ACTIVITY:
Please give back word for word the lines below, from the first one through the one with "positive clicks: (305, 50) (223, 9)".

THE DATA:
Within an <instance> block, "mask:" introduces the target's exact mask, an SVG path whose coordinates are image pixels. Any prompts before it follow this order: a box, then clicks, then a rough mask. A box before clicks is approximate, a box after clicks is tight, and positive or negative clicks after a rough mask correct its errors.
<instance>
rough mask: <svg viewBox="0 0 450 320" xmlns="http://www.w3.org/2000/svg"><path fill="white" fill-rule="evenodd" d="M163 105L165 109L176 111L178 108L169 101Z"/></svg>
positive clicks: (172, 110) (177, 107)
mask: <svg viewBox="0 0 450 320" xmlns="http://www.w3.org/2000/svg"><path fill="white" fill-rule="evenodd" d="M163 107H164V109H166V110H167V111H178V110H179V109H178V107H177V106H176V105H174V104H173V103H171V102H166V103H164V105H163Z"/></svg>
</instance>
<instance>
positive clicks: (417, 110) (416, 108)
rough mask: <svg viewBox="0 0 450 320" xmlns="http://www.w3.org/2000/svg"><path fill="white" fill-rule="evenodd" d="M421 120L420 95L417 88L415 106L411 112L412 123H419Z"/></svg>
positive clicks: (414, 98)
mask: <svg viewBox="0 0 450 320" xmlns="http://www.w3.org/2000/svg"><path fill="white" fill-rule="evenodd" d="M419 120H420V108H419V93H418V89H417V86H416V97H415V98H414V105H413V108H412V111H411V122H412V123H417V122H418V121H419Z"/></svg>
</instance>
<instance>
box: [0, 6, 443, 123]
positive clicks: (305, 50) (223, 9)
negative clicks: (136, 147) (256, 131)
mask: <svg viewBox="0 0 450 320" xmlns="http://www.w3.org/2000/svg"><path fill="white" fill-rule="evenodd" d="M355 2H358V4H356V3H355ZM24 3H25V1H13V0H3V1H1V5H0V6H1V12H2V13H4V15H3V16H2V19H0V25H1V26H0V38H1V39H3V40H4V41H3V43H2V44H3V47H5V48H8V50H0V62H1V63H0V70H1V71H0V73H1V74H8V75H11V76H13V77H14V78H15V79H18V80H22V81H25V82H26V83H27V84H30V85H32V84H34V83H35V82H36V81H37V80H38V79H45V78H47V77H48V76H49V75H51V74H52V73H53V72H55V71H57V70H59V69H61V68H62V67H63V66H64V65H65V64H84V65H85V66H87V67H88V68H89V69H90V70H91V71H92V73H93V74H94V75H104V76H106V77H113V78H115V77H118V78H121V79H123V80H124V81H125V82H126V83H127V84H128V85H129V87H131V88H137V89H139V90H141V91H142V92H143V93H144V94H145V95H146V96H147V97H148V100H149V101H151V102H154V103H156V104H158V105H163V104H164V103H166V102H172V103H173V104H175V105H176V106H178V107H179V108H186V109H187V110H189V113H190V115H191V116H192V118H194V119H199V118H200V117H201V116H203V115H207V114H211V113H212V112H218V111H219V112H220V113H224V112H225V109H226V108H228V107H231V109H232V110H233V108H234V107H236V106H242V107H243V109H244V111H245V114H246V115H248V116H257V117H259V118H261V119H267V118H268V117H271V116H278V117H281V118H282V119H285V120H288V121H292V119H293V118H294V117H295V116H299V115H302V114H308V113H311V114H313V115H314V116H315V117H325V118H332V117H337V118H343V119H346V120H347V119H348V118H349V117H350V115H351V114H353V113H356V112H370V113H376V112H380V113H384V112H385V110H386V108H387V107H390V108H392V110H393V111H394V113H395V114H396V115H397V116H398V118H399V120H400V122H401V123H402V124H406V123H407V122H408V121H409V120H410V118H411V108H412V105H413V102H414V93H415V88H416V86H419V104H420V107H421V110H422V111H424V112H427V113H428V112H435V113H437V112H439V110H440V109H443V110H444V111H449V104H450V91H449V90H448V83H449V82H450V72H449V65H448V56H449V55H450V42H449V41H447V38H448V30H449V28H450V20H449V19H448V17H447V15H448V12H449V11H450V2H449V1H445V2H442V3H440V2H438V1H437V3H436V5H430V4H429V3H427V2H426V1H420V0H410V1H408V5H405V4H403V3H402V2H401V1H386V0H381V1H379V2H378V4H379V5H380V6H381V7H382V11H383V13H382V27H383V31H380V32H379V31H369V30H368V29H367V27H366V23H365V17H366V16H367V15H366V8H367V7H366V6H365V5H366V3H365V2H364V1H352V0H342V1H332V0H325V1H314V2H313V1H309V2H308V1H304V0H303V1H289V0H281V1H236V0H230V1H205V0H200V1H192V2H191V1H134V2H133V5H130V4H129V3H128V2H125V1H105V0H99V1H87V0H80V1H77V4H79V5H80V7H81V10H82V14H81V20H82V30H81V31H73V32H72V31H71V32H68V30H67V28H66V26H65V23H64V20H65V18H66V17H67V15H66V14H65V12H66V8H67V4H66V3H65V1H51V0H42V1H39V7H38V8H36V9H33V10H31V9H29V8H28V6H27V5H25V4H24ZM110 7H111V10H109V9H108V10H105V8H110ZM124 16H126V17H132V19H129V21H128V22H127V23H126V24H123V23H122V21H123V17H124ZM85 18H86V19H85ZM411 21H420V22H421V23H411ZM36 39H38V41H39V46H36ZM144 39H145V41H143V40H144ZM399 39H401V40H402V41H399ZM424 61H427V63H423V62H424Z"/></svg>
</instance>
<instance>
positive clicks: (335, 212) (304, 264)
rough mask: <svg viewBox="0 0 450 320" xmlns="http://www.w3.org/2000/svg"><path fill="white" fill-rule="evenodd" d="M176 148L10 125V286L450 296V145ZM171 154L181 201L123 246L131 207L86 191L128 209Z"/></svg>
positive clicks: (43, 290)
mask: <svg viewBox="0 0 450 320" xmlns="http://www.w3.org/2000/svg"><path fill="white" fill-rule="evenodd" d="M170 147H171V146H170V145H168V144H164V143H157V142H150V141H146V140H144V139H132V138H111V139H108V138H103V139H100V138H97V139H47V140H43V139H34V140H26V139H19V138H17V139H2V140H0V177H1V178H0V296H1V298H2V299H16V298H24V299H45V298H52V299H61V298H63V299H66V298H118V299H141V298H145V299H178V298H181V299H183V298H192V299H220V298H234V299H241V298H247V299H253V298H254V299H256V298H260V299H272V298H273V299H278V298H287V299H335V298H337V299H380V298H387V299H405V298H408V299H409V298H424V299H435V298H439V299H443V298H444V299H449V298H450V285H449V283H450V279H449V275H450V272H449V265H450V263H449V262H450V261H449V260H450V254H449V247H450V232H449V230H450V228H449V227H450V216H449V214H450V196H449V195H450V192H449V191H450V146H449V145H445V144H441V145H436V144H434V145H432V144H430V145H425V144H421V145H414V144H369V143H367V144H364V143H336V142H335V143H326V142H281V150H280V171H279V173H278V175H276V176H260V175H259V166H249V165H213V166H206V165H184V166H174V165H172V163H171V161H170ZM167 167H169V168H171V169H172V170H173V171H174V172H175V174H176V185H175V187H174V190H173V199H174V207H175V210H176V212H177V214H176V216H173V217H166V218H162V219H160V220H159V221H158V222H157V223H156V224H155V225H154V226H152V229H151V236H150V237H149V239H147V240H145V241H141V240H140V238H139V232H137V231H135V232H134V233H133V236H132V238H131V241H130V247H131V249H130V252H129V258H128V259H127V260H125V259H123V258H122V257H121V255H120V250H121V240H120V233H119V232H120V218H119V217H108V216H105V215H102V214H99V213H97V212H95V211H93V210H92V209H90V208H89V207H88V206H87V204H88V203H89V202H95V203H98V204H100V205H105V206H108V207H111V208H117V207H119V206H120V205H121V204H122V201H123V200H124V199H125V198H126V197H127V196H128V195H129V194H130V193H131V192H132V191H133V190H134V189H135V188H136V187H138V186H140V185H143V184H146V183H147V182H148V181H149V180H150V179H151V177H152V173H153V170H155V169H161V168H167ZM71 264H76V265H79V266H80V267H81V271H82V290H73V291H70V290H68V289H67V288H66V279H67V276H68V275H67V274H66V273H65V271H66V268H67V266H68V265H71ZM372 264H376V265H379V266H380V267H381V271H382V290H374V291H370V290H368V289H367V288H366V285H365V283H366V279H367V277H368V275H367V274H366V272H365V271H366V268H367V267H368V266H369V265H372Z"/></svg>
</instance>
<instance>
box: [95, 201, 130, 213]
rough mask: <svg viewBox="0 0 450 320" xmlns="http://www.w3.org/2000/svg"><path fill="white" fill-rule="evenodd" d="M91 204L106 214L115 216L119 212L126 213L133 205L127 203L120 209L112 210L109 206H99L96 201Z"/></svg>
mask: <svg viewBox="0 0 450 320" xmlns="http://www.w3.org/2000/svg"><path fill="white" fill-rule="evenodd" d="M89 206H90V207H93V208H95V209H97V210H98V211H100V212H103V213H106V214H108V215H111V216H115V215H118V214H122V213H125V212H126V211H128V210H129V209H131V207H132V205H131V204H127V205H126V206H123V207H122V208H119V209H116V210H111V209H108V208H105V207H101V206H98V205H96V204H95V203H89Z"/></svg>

EXERCISE ANSWER:
Within an <instance> block, "mask:" introduces the target's exact mask, an SVG path whose coordinates are image pixels. Any prompts before it follow this order: a box, then clicks, then a rough mask. A box before clicks is approximate, a box after clicks is tight, and positive or negative clicks after a rough mask correct its errors.
<instance>
rough mask: <svg viewBox="0 0 450 320" xmlns="http://www.w3.org/2000/svg"><path fill="white" fill-rule="evenodd" d="M163 105L165 109L176 111L178 108L169 101Z"/></svg>
positive clicks: (172, 110) (177, 107)
mask: <svg viewBox="0 0 450 320" xmlns="http://www.w3.org/2000/svg"><path fill="white" fill-rule="evenodd" d="M163 107H164V109H166V110H167V111H178V110H179V109H178V107H177V106H176V105H174V104H173V103H171V102H166V103H164V105H163Z"/></svg>
</instance>
<instance>
positive clicks: (417, 110) (416, 108)
rough mask: <svg viewBox="0 0 450 320" xmlns="http://www.w3.org/2000/svg"><path fill="white" fill-rule="evenodd" d="M421 120L420 95L417 88L415 106L411 112L412 123H419Z"/></svg>
positive clicks: (414, 98)
mask: <svg viewBox="0 0 450 320" xmlns="http://www.w3.org/2000/svg"><path fill="white" fill-rule="evenodd" d="M419 120H420V108H419V93H418V89H417V86H416V97H415V98H414V105H413V108H412V111H411V122H412V123H417V122H418V121H419Z"/></svg>
</instance>
<instance>
box: [0, 6, 443, 123]
positive clicks: (305, 50) (223, 9)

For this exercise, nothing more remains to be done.